Excerpts from point annotation listing:
-- BEGIN --
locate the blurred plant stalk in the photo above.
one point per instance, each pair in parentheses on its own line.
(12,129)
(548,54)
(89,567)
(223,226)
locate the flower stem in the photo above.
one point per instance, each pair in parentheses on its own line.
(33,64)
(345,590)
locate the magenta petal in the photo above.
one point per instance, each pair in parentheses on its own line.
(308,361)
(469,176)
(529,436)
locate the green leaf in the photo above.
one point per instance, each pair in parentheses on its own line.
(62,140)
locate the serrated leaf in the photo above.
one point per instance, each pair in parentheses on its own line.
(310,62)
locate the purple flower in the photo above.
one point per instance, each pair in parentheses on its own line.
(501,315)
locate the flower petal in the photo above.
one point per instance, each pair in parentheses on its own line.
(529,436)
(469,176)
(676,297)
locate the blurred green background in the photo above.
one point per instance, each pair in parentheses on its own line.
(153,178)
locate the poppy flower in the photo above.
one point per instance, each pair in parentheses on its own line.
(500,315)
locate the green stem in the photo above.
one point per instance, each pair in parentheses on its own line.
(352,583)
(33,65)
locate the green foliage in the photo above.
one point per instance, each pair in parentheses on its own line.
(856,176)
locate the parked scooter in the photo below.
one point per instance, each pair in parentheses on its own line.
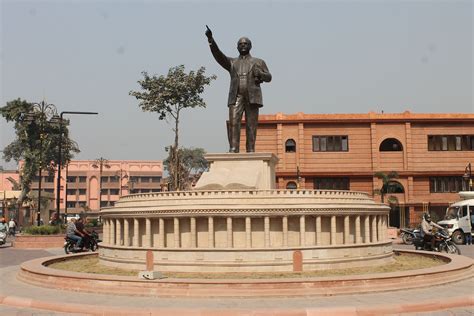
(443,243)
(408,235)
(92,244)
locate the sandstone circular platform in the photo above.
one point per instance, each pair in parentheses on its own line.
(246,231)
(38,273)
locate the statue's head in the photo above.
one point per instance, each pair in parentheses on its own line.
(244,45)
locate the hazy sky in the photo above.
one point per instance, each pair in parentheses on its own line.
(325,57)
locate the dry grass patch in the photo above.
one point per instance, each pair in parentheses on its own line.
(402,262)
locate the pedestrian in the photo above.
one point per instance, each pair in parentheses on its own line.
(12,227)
-- END --
### Task
Format the listing, starting at the line containing "locate the hazy sky in the photo above." and ending at the end of the listing, as a two-column CSV with the headers instruction and points. Give one row for each instruction with its points, and put each value in a single quoted field with line breaks replaced by spaces.

### Result below
instruction,points
"locate the hazy sky in the photo above. one point per instance, each pair in parentheses on its own line.","(325,57)"
"locate the dry grass patch in the photo above. one point per instance, each pair in parentheses on its own line.","(402,262)"
"locate the pedestrian in the photo above. one point per instance, each pair in parentheses on its own line.","(12,227)"